Article:
It’s possible that the title of a longer narrative poem, for example–where story and character are preeminent–may not have to place such importance on the freshness or memorability of a title. But in a short lyric, it’s as important as any line in the poem, to my way of thinking.
“Nigrescence” is a strange word, and anything that uses the Latin root “niger” (black) will often be looked upon with suspicion for hints of racism or political incorrectness, etc. And yet it seems to me a perfectly good word to use in this instance: “the process of becoming black” as the word is defined is not limited to skin, though that is the first connotation many people think of. Words like “dusk” and “twilight” also have cultural baggage, along with being overused, commonplace, and not accurate for the phenomenon I wanted to describe.
Those words don’t capture what actually happens on a summer night in a rural place… “twilight” refers to the soft light itself after the sun has gone down, and usually wants to denote the quality of that light in its fleeting moment. “Nigrescence” on the other hand describes the process of getting dark (even black) if you’re in a place with no street lights or home lights. And “late nigrescence” speaks to how the process begins and ends much later in the heart of summer.
The speaker says, “In my vision…” so we see that the speaker is reflecting on summer though it is January–not an uncommon practice for many of us! And one of the elements of January that is so difficult and depressing is that nigrescence begins and ends very early–say, 4:30 in the afternoon–while in summer, the process of getting dark is not completed until after 9:00 PM. So there’s a common but deep longing wrapped up in that word (at least for me).
Thank you again for your insights, which prompted me to go back and think through the poem and its individual parts.

Tasks for this exercise:
A. Repeat the part of the nigrescence commentary that begins at the words "Those words don’t" and stops after "heart of summer.".
B. Translate this sentence from the nigrescence commentary into Spanish: "“Nigrescence” on the other hand describes the process of getting dark (even black) if you’re in a place with no street lights or home lights."
C. Carry the nigrescence commentary on past its final sentence with the part that comes next.
Nothing in the items is needed here.

Dataset rows:
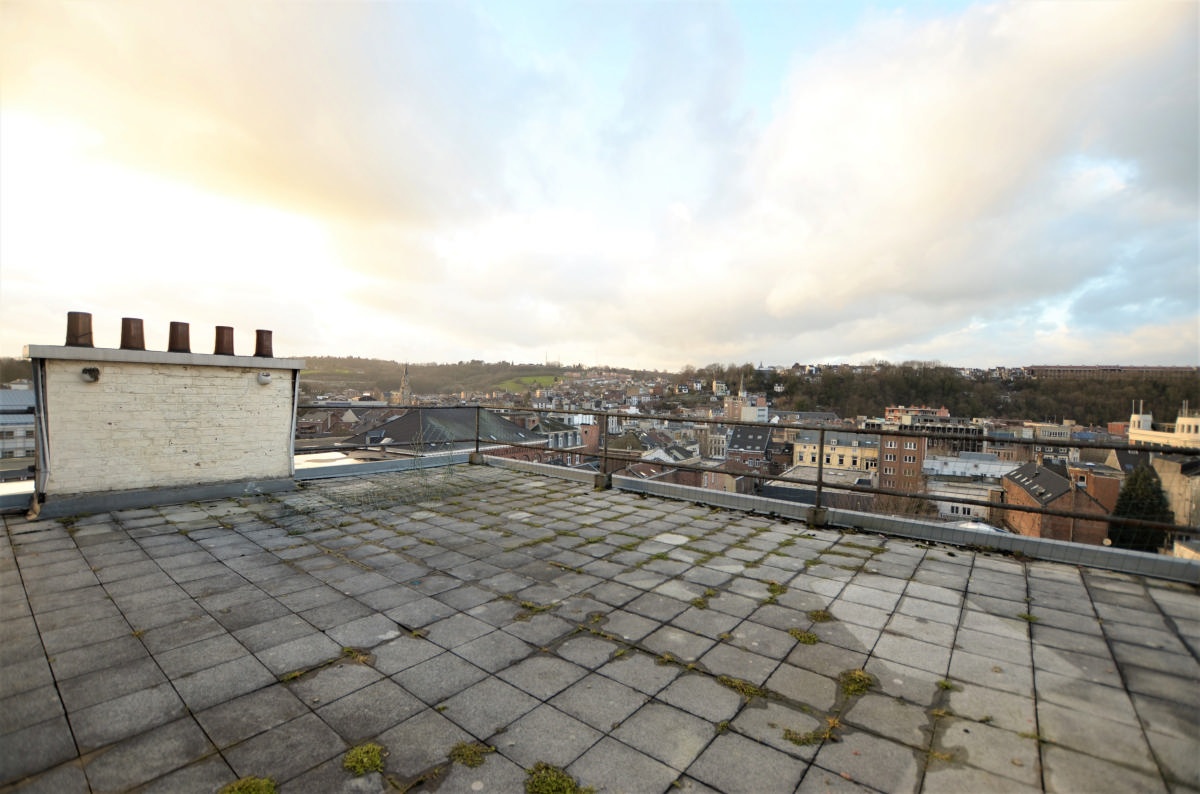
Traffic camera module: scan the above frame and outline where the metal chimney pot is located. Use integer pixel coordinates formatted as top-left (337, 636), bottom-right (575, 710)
top-left (212, 325), bottom-right (233, 356)
top-left (167, 321), bottom-right (192, 353)
top-left (254, 329), bottom-right (275, 359)
top-left (67, 312), bottom-right (92, 348)
top-left (121, 317), bottom-right (146, 350)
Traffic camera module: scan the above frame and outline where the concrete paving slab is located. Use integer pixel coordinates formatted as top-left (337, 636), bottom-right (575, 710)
top-left (491, 704), bottom-right (604, 769)
top-left (0, 467), bottom-right (1200, 794)
top-left (0, 716), bottom-right (79, 786)
top-left (611, 703), bottom-right (715, 772)
top-left (84, 717), bottom-right (215, 792)
top-left (566, 736), bottom-right (679, 794)
top-left (442, 678), bottom-right (538, 740)
top-left (68, 682), bottom-right (186, 752)
top-left (1042, 745), bottom-right (1168, 794)
top-left (688, 733), bottom-right (805, 794)
top-left (814, 732), bottom-right (926, 794)
top-left (254, 634), bottom-right (342, 675)
top-left (196, 684), bottom-right (308, 748)
top-left (317, 679), bottom-right (425, 745)
top-left (377, 709), bottom-right (470, 780)
top-left (223, 714), bottom-right (348, 783)
top-left (288, 657), bottom-right (383, 708)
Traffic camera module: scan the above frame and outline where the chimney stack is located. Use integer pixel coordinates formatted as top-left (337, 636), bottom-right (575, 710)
top-left (121, 317), bottom-right (146, 350)
top-left (254, 329), bottom-right (275, 359)
top-left (67, 312), bottom-right (92, 348)
top-left (212, 325), bottom-right (233, 356)
top-left (167, 321), bottom-right (192, 353)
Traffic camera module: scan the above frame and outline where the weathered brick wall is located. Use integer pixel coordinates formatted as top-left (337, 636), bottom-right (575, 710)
top-left (46, 360), bottom-right (295, 494)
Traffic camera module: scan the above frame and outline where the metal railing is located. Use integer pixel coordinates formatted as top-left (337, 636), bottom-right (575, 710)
top-left (305, 404), bottom-right (1200, 542)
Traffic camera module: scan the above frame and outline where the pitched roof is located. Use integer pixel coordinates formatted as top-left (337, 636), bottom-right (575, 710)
top-left (1004, 461), bottom-right (1070, 505)
top-left (725, 425), bottom-right (770, 453)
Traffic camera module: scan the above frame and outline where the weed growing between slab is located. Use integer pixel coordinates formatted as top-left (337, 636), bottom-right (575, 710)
top-left (784, 717), bottom-right (841, 747)
top-left (217, 777), bottom-right (276, 794)
top-left (450, 741), bottom-right (496, 768)
top-left (526, 760), bottom-right (595, 794)
top-left (716, 675), bottom-right (767, 700)
top-left (342, 648), bottom-right (372, 664)
top-left (342, 741), bottom-right (386, 777)
top-left (838, 669), bottom-right (875, 697)
top-left (760, 581), bottom-right (787, 606)
top-left (787, 628), bottom-right (821, 645)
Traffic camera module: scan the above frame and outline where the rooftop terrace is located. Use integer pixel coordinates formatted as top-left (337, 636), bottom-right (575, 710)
top-left (0, 465), bottom-right (1200, 793)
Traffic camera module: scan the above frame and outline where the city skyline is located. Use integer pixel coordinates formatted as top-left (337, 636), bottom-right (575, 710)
top-left (0, 1), bottom-right (1200, 371)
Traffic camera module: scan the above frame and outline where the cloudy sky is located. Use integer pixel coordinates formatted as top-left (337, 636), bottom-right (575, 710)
top-left (0, 0), bottom-right (1200, 369)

Exercise results:
A.
Those words don’t capture what actually happens on a summer night in a rural place… “twilight” refers to the soft light itself after the sun has gone down, and usually wants to denote the quality of that light in its fleeting moment. “Nigrescence” on the other hand describes the process of getting dark (even black) if you’re in a place with no street lights or home lights. And “late nigrescence” speaks to how the process begins and ends much later in the heart of summer.

B. «Nigrescence», en cambio, describe el proceso de oscurecerse (incluso volverse negro) si uno está en un lugar sin alumbrado público ni luces de casas.

C.
Darryl says
As a preamble, I think I should expose myself as born and raised in the Mohawk Valley (although a long time removed and living in Europe). This is not to staple credence to any of my views…just might help to explain where they come from. 🙂
I am torn between two images when reading the first line but both are very cold (being January). For me, the ash could be a fire which has gone out, leaving only the ash and the creeping cold which then leads to the subsequent darkness. But I am tempted to see the ash as methaphor for snow, too….that fluffy stuff that a dry, miserably cold January can bring.
To answer the second question, bluntly, I think using vocabulary that the assumed reader is likely to not recognize is a more of a distraction than anything else. It breaks the flow and alienates the reader. Unfortunately for me, that was what that line did to me, too. The poem does bounce back, however.
The symphony at (fort) Stanwix bring to mind the daily canon volley, while the field feels like Oriskany Battlefield a few miles away. I have no logical explanation for that and know it doesn’t make much sense
But it was the last line which spoke to me the most: the pumps and furnaces. Growing up there, many homes were wood heated (and the heat pumped through the houses) and the seemed to work at top speed at time of year as chord upon chord were shoved into them to fend of the bitter cold. Plumes of white smoke made thick scared the sky. I feel this does bring the poem full circle.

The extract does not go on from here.